OBJECTIVE =
Render every line of the records below as a Markdown table with the columns "Row" and "Line", numbering the rows in order and omitting blank lines. Leave the pictures out of the table.

*****

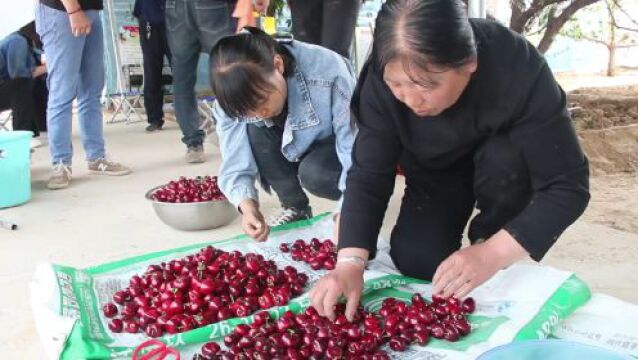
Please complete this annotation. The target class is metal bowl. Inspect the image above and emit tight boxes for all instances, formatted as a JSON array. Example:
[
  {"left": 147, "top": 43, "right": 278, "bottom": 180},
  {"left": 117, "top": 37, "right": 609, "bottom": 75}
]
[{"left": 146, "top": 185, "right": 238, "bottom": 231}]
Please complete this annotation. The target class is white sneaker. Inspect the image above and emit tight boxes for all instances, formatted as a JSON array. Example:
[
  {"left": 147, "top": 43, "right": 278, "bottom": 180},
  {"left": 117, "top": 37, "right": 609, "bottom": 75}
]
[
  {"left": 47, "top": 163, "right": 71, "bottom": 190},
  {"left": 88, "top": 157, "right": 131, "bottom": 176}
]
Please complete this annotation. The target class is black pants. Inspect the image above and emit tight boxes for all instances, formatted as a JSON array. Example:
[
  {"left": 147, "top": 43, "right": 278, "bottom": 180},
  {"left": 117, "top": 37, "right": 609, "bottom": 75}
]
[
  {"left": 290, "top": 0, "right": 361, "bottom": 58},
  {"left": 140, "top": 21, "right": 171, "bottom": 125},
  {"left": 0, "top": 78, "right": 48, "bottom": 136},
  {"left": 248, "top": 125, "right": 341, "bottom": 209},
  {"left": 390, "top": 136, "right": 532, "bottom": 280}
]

*****

EXERCISE ANSWER =
| Row | Line |
|---|---|
| 1 | Please complete this annotation. The target class is metal bowl. Inspect the image above and emit tight boxes for all instances, formatted as a JSON array. Example: |
| 2 | [ |
| 3 |   {"left": 147, "top": 43, "right": 278, "bottom": 180}, |
| 4 |   {"left": 117, "top": 37, "right": 609, "bottom": 75} |
| 5 | ] |
| 6 | [{"left": 146, "top": 185, "right": 238, "bottom": 231}] |
| 7 | Please complete this annotation. The target class is white sneaker. Inspect the image above and emit tight boxes for all instances, formatted as a JSON array. Example: |
| 8 | [ |
| 9 |   {"left": 147, "top": 43, "right": 278, "bottom": 180}, |
| 10 |   {"left": 117, "top": 37, "right": 609, "bottom": 75} |
| 11 | ] |
| 12 | [ |
| 13 |   {"left": 47, "top": 163, "right": 71, "bottom": 190}, |
| 14 |   {"left": 88, "top": 157, "right": 131, "bottom": 176} |
| 15 | ] |
| 16 | Please complete this annotation. The target class is black pants. Inspect the image above and emit tight boxes for all instances, formatted as a JSON array. Example: |
| 17 | [ |
| 18 |   {"left": 147, "top": 43, "right": 278, "bottom": 180}, |
| 19 |   {"left": 117, "top": 37, "right": 609, "bottom": 75} |
| 20 | ] |
| 21 | [ |
| 22 |   {"left": 290, "top": 0, "right": 361, "bottom": 58}, |
| 23 |   {"left": 140, "top": 21, "right": 171, "bottom": 125}, |
| 24 |   {"left": 0, "top": 78, "right": 48, "bottom": 136}, |
| 25 |   {"left": 248, "top": 125, "right": 341, "bottom": 209}, |
| 26 |   {"left": 390, "top": 136, "right": 532, "bottom": 280} |
| 27 | ] |